→ **EXTRACT**
·····
An Essay on
David Tomb *
by
Harry Roche
Never
one to hop aboard crowded bandwagons or morph into some trendy chameleon slavishly
mirroring the latest art world fad, David Tomb doggedly follows his own path.
As legions of lesser artists scurry to chart brave new worlds in cyberspace,
the digital world, and other high-tech media at the outset of the new millennium,
the San Francisco artist quietly forges ahead within that traditional yet
nowadays passe genre -- portraiture. Tomb's aesthetic universe has revolved
around the solitary human figure for the better part of two decades now. These
days, the 40 year-old is quite possibly the finest practitioner of what might
be termed "figurative expressionism" in the greater San Francisco
Bay Area.
Although better known as a painter, the dozen or so drawings that comprise
"Twitch" reveal his considerable gifts as a draftsman. Whereas a
colorful canvas might obscure a painting's linear and structural underpinnings,
the whiplash charcoal gestures that simultaneously define a body/object while
existing independently as abstract marks come to the forefront in these barer-boned
drawings. Like all great artists, Tomb has mined art history's rich past and
assimilated a personal pantheon of favored masters: Francis Bacon, Lucien
Freud, Alice Neel, and Willem de Kooning (as well as Pablo Picasso, Jean-Auguste
Dominique Ingres, Edouard Manet et al.). Yet even as he lays bare and infuses
these disparate influences into his work, Tomb manages to meld this ecumenical
potpourri into something distinctly his own.
But Tomb parts company from many of his predecessors in that he rarely accepts
commissions, instead preferring to paint or sketch people with whom he has
a personal relationship. Such Intimacy, Tomb feels, helps spark a more dynamic
collaborative interchange between artist and model. In their taut balance
of line and color, these fluid, large-scale (44"x30") works on paper
-- charcoal and gouache, ink, watercolor...) can also be thought of as 'painted
drawings' that hover-- or twitch-- half-way between painting and drawing,
representation and abstraction. Moreover, his modus operandi is to continue
working and subject a piece to subtle or radical metamorphoses long after
the sitter has gone. It seems drawings and models alike are works-in-progress.
The Neel-esque Buzz (2001) conveys a compelling blend of angst and ennui through
body language that at once conceals and reveals the sitter's state of mind.
With tightly-pursed lips, crossed legs, and hands clasped over knees, twenty-something
Amy sits perched demurely on the edge of her seat in a manner that simultaneously
anchors and de-stabilizes the composition. If one might never guess this seemingly
introverted figure is the girlfriend of a flamboyant musician-performance
artist, successful portraits function as personal anxiety meters or Richter
scales. Our placid model's protective 'closed' posture stands in marked contrast
to, say, Picasso's triumphant splayed acrobats of the Rose Period. Her sweater
ripples with thin herring-bone rivulets of emotional energy that echo the
flat sky-blue wall behind her and belie the feigned calm frozen upon her mask-like
face. The Sphinxian remoteness of Amy's three-quarter profile cum non-confrontational
gaze is partially counterbalanced by a large Egyptian frontal eye bequeathed
from Picasso's "demoiselles" and the way Tomb has her practically
tumbling into our laps via a vertically upended brown, diamond-patterned floor
plane.
·····
→ **EXTRACTED INFORMATION**
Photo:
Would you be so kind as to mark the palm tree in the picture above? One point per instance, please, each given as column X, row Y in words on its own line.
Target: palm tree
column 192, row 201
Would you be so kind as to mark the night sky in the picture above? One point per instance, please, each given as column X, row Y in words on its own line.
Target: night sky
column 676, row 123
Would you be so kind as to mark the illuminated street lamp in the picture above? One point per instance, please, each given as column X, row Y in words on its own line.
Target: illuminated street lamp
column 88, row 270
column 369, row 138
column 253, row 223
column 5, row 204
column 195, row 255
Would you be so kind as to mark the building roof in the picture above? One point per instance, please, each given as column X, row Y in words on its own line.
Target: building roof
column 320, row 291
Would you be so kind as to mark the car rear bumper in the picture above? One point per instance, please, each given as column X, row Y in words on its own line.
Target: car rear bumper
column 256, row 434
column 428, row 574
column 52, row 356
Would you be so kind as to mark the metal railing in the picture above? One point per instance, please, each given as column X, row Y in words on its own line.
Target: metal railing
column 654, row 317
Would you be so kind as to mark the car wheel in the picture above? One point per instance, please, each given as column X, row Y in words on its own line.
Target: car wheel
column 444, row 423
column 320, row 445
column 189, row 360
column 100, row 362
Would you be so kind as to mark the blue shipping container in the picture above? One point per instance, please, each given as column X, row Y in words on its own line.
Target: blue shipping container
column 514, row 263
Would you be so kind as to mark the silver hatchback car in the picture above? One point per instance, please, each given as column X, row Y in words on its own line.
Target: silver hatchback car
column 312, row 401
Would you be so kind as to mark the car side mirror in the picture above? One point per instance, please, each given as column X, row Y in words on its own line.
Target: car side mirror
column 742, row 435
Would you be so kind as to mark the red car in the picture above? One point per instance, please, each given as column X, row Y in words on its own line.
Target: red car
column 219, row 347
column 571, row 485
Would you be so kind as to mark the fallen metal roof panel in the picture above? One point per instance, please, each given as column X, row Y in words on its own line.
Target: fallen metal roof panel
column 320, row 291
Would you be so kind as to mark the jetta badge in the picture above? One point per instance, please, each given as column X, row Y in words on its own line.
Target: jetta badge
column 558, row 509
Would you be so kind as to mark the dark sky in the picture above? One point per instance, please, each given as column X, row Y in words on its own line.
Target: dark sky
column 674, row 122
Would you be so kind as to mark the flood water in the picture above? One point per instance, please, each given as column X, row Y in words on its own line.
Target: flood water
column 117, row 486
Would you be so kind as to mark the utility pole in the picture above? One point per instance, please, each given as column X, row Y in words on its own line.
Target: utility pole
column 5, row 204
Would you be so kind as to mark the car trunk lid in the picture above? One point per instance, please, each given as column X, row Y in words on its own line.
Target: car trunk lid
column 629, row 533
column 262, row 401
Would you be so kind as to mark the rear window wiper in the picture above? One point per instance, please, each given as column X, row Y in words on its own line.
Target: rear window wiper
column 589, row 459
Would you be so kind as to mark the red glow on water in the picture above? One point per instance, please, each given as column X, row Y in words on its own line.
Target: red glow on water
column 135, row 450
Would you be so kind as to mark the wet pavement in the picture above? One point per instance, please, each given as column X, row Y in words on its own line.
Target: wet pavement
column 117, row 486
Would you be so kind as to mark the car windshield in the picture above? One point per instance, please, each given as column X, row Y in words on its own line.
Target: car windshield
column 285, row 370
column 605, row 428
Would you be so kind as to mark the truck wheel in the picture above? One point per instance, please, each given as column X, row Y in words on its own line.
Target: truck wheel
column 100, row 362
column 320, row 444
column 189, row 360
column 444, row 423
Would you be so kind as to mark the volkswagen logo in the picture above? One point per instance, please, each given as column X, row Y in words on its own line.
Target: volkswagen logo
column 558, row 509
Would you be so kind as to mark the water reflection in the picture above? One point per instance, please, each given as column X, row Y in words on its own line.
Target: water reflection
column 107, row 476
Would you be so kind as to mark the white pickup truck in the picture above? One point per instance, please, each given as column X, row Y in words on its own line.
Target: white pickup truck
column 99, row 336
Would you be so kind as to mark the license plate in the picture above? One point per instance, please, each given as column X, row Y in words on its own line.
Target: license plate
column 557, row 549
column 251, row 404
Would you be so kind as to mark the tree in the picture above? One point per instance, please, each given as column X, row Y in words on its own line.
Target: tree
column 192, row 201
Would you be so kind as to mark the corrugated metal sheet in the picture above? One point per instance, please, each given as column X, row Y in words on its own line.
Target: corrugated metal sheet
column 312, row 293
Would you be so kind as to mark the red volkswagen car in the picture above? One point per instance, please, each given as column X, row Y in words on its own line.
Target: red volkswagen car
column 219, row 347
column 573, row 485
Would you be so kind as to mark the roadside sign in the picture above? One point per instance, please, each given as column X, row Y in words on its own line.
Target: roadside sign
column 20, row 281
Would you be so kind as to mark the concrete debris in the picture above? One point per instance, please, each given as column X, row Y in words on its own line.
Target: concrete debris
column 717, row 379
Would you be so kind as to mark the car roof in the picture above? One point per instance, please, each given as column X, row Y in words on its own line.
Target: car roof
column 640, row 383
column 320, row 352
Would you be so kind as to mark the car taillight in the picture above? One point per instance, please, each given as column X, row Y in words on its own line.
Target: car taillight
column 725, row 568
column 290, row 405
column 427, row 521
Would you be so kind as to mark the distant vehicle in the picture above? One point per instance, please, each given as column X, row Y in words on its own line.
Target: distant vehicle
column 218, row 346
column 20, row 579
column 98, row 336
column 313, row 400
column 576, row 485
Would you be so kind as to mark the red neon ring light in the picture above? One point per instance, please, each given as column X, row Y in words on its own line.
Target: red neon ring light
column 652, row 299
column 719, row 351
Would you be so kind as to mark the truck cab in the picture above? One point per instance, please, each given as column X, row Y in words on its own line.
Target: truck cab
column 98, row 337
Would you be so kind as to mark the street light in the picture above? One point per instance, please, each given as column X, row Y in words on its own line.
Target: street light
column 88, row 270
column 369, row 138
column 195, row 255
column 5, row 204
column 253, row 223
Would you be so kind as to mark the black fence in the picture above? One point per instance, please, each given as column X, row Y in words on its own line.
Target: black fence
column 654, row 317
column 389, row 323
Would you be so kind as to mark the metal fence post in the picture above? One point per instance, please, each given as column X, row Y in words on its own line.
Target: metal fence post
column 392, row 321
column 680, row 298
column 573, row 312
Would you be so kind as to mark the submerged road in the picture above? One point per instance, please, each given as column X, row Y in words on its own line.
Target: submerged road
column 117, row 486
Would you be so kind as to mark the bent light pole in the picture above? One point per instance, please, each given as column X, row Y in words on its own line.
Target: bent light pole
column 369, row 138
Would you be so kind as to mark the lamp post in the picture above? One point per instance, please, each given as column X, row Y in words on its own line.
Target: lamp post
·····
→ **REQUIREMENTS**
Copy everything from "But Tomb parts" down to "alike are works-in-progress." in the essay on David Tomb, swapping "commissions" for "paid assignments".

→ **RESPONSE BELOW**
But Tomb parts company from many of his predecessors in that he rarely accepts
paid assignments, instead preferring to paint or sketch people with whom he has
a personal relationship. Such Intimacy, Tomb feels, helps spark a more dynamic
collaborative interchange between artist and model. In their taut balance
of line and color, these fluid, large-scale (44"x30") works on paper
-- charcoal and gouache, ink, watercolor...) can also be thought of as 'painted
drawings' that hover-- or twitch-- half-way between painting and drawing,
representation and abstraction. Moreover, his modus operandi is to continue
working and subject a piece to subtle or radical metamorphoses long after
the sitter has gone. It seems drawings and models alike are works-in-progress.